— BEGIN Available records —

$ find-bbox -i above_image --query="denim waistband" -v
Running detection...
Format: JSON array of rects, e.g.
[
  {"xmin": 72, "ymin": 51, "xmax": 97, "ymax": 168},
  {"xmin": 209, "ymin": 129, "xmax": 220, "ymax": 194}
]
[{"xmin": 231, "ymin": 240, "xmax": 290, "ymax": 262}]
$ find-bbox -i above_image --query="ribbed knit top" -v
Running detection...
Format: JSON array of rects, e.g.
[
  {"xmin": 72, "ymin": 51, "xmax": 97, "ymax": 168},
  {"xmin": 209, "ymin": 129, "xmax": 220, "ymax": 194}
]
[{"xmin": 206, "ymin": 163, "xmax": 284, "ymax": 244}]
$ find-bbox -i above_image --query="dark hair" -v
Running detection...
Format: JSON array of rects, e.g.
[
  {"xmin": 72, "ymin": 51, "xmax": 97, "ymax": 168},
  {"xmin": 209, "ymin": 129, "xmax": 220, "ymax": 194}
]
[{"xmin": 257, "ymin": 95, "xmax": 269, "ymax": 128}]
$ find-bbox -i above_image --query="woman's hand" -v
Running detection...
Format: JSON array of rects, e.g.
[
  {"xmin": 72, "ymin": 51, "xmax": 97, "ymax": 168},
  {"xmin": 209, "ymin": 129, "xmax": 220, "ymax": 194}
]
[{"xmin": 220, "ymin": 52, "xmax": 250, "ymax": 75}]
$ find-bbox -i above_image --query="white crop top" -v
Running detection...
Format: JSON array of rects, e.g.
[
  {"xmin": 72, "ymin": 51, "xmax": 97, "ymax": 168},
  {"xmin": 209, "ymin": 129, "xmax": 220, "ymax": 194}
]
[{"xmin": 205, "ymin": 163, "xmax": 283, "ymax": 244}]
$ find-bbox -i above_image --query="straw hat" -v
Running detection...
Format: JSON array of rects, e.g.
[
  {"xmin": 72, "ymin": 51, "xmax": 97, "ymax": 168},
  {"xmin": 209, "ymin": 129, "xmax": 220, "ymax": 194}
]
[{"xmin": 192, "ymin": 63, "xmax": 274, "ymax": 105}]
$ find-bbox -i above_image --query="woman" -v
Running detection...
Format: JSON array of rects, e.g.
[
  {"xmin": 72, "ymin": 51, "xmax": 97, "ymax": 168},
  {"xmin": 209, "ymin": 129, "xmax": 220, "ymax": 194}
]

— END Available records —

_Written instruction_
List every line in the records above that contains the string "query", copying each line in full.

_Task answer_
$ find-bbox -i above_image --query="denim waistband" -v
$ find-bbox -i above_image --query="ribbed knit top" -v
$ find-bbox -i above_image --query="dark hair" -v
$ find-bbox -i above_image --query="woman's hand" -v
$ find-bbox -i above_image --query="white crop top" -v
$ find-bbox -i above_image --query="straw hat" -v
$ find-bbox -i above_image --query="woman" -v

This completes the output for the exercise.